## GIVEN TASK
Render the lines from the line with "of the field" up to and including the line with "x=197, y=277" as a two-column CSV with the columns input and output. Give one row for each item, placing its text and its answer each in a single quoted field with line breaks replaced by spaces.

## Data listing
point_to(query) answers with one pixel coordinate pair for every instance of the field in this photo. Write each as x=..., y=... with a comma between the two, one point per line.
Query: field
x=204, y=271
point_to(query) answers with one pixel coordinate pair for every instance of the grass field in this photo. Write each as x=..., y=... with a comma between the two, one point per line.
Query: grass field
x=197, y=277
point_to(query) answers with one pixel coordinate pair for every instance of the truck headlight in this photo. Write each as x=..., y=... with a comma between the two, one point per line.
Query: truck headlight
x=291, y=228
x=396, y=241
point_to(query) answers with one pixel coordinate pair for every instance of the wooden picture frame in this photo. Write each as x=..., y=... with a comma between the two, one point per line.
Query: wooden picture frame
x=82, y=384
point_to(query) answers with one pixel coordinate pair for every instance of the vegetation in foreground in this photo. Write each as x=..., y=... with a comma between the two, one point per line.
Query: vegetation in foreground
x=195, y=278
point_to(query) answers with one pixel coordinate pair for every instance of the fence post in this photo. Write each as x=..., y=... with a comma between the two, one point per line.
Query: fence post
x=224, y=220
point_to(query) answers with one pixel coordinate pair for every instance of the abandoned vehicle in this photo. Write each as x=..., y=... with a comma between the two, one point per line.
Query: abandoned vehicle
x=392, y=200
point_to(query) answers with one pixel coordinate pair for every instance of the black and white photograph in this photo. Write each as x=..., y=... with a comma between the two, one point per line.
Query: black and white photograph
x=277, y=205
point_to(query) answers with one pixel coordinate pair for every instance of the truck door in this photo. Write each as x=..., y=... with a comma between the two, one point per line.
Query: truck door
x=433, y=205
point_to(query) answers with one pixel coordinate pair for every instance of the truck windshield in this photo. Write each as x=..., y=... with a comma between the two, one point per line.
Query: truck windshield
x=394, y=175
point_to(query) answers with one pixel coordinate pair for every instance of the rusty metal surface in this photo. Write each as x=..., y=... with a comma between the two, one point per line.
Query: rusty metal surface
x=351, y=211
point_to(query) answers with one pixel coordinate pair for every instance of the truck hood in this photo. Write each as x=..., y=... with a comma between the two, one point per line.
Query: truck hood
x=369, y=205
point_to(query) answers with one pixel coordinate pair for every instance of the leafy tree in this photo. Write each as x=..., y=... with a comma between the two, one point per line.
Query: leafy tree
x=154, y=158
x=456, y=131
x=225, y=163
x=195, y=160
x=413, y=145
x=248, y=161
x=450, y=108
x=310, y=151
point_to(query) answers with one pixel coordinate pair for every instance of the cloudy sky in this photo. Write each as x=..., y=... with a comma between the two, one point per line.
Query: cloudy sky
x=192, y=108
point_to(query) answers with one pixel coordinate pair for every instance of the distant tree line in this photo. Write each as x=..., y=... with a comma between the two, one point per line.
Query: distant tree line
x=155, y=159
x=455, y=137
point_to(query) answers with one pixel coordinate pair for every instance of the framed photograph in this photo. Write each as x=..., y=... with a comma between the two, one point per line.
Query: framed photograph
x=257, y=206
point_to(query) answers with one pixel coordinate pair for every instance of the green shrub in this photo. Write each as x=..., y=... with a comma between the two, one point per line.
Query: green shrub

---

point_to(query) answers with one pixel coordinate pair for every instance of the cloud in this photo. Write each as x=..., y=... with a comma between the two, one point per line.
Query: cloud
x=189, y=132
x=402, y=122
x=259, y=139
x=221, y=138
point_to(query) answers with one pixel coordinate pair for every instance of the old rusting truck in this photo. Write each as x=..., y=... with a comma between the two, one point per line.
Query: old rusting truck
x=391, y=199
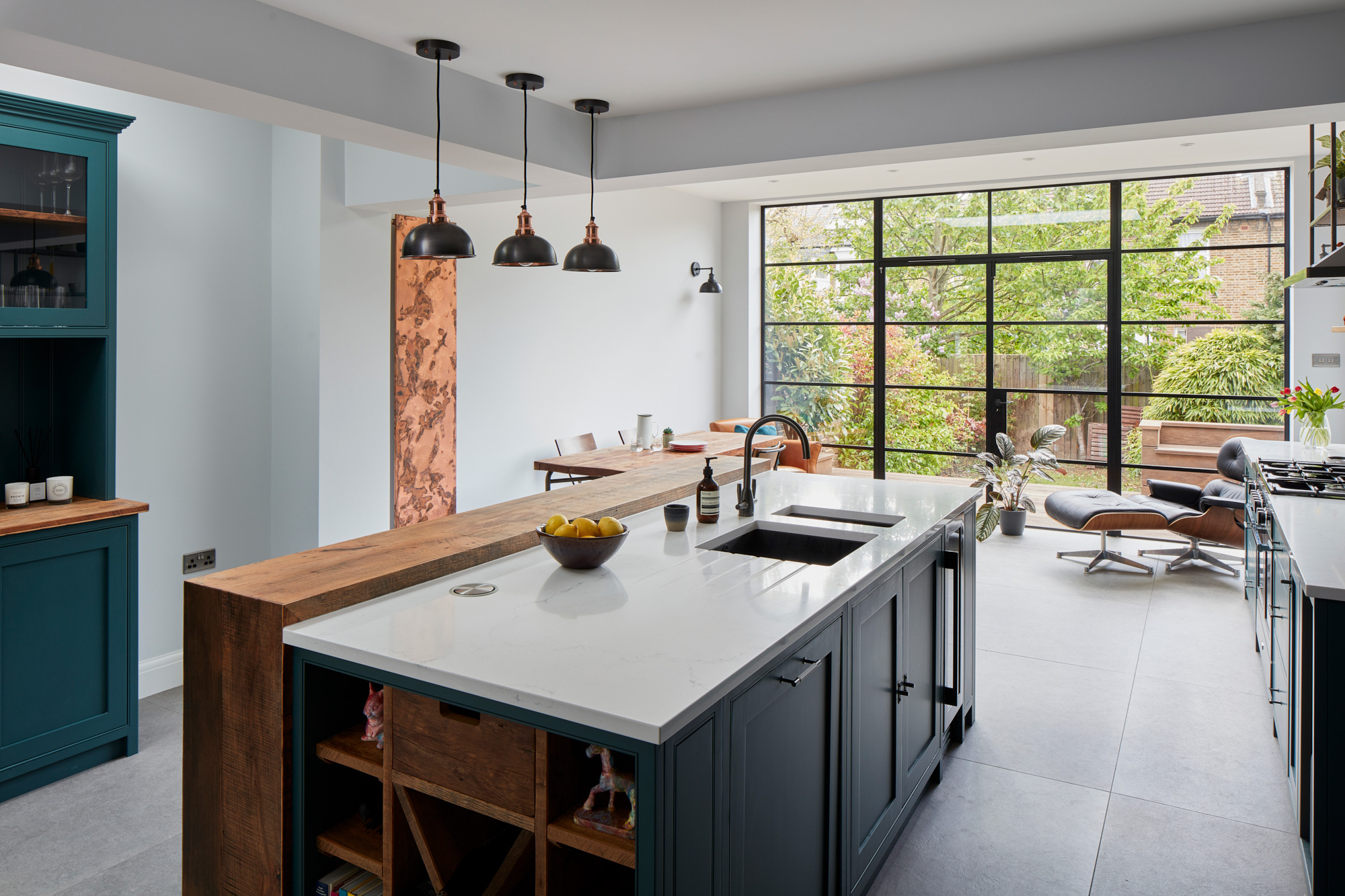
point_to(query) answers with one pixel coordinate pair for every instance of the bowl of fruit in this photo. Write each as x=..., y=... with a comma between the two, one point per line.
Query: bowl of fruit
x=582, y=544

==

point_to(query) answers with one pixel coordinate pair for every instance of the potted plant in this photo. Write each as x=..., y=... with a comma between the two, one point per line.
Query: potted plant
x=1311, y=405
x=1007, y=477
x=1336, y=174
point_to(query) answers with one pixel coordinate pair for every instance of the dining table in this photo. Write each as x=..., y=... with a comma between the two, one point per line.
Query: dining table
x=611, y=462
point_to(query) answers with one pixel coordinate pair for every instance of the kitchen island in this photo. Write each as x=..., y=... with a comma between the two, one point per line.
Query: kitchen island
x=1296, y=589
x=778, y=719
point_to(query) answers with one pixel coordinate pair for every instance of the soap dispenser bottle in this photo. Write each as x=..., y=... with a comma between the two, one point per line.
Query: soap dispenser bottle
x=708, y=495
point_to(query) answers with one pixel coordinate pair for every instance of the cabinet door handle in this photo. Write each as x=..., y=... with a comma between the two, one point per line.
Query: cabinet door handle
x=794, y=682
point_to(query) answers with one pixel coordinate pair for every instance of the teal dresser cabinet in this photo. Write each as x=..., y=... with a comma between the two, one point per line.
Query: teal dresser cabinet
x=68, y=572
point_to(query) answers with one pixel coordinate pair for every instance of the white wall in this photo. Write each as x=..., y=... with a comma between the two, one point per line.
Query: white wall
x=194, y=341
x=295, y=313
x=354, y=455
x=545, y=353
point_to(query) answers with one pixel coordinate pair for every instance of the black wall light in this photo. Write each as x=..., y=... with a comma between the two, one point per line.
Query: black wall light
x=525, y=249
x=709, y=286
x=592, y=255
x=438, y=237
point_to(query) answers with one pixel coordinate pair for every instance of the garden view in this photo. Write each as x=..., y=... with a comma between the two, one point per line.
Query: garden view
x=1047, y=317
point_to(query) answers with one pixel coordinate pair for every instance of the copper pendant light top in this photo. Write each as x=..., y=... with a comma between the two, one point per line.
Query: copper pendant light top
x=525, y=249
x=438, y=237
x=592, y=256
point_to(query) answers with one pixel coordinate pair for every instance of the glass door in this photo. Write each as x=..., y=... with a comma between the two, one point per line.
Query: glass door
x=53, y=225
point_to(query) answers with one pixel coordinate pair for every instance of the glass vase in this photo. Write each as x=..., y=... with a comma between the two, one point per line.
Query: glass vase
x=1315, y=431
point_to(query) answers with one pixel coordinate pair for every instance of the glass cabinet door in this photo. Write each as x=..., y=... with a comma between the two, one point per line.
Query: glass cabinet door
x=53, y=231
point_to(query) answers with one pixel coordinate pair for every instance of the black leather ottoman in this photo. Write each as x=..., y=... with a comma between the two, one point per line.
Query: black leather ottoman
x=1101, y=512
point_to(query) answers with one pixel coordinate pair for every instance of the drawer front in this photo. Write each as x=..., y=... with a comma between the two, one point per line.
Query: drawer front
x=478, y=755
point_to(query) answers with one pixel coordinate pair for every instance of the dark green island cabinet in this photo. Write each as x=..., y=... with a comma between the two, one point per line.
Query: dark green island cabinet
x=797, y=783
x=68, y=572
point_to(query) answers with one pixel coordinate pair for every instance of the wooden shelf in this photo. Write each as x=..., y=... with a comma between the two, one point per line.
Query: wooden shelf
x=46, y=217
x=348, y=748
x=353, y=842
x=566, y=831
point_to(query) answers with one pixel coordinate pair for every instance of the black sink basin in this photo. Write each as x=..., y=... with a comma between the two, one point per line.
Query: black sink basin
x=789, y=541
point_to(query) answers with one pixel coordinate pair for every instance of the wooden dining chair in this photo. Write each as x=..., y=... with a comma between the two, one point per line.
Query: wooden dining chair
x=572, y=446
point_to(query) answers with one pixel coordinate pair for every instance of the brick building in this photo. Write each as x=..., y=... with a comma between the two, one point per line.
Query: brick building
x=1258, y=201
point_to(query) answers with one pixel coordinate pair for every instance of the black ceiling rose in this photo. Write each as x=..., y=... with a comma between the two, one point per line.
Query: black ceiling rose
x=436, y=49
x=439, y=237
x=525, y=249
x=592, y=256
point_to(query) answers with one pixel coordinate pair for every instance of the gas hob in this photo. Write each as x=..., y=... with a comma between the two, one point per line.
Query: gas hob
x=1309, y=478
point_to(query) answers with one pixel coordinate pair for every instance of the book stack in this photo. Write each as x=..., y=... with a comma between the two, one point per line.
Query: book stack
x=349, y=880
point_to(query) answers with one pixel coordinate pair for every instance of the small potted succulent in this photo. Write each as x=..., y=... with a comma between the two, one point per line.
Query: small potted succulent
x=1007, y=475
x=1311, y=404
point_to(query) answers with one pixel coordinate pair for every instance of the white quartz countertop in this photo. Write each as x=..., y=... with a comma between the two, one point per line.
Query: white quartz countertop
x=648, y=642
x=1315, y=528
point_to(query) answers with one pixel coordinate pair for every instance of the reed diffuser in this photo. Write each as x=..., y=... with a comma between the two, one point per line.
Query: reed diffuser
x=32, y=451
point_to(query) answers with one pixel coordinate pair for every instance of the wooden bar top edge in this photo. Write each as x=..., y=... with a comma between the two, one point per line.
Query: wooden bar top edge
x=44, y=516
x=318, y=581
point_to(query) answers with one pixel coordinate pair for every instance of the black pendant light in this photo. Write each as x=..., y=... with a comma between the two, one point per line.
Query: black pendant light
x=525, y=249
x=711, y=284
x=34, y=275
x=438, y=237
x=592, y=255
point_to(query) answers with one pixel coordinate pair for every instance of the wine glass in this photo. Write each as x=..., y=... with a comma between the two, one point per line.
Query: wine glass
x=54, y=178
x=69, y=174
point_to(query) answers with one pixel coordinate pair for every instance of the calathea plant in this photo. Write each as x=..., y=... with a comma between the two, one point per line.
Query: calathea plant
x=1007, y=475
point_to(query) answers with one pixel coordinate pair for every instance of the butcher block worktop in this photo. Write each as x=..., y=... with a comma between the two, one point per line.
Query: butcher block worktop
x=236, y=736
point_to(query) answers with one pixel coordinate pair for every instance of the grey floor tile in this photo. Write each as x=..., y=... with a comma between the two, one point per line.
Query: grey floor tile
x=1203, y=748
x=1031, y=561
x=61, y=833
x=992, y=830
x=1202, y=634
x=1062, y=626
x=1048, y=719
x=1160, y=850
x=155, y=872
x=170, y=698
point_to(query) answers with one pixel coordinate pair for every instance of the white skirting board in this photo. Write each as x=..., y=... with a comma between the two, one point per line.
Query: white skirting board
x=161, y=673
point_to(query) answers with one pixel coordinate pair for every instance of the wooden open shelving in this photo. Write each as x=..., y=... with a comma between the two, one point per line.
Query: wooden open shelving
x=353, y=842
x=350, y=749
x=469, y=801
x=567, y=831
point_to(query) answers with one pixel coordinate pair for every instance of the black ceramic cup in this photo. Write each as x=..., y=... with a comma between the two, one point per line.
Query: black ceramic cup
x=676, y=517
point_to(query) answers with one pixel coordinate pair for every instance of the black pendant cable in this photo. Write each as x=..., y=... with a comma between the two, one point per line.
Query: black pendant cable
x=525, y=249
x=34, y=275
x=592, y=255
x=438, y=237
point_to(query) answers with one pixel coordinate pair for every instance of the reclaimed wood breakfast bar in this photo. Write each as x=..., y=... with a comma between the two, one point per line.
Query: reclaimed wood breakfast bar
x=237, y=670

## ANSWER TO THIS EXERCISE
input,output
"point_to(query) answers with one pixel coordinate pair for every instance of the field in this photo. Write each as x=..., y=... with a comma between the two, one point per line. Query: field","x=204, y=271"
"point_to(query) answers with one pixel coordinate pair for every instance of the grass field in this photo. Write each as x=..., y=... with a comma between the two, one point per line. Query: grass field","x=197, y=277"